> **YOUR OBJECTIVE**
Restate the entries word for word, omitting nothing.

> **Saved entries**
______

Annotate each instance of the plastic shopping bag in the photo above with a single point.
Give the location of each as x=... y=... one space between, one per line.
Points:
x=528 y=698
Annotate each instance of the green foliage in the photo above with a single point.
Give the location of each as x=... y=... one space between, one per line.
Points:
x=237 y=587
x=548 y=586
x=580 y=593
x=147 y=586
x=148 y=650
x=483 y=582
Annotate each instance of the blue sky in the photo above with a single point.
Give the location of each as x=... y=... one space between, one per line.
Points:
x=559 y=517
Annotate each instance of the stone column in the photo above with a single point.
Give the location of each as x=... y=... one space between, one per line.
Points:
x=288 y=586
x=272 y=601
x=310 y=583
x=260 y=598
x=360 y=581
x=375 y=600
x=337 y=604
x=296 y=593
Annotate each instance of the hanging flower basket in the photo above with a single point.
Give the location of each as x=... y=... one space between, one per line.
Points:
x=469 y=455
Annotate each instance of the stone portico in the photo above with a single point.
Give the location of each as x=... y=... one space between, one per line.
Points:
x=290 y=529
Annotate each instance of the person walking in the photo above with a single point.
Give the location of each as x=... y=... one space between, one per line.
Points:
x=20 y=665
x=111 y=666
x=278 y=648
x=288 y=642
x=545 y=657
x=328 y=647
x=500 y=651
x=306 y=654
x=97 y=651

______

> **REPLY**
Annotate each instance of the plastic shopping bag in the photo above with a single point.
Give the location of each as x=... y=... one space between, one per line.
Points:
x=528 y=698
Annotate each instance of the green foliage in the photo above with a single point.
Give the location of each as x=... y=... one space between, one per line.
Points:
x=237 y=587
x=548 y=586
x=580 y=593
x=147 y=586
x=148 y=650
x=483 y=582
Annotate each instance of the blue sky in the photo above with a single point.
Give the location of each as x=... y=... one space between, one per line.
Points:
x=559 y=517
Annotate each instance of the stone column in the photo above with a single point.
Give the location of each as x=... y=... one space between, one per line.
Points:
x=288 y=586
x=272 y=601
x=310 y=583
x=260 y=598
x=360 y=581
x=375 y=600
x=337 y=604
x=296 y=593
Annotate each instance of the hanging flower basket in the photo above with a single point.
Give the location of each as x=... y=... one space between, one per line.
Points:
x=469 y=455
Annotate each instance of the stone portico in the photo above with a single point.
Give the location of each as x=... y=... one space between, one per line.
Points:
x=290 y=529
Annotate each instance of the person walking in the photo above with a single point.
Give the location of each as x=... y=... one space between, one per line.
Points:
x=20 y=665
x=111 y=666
x=278 y=648
x=288 y=642
x=545 y=657
x=328 y=647
x=500 y=651
x=306 y=654
x=97 y=651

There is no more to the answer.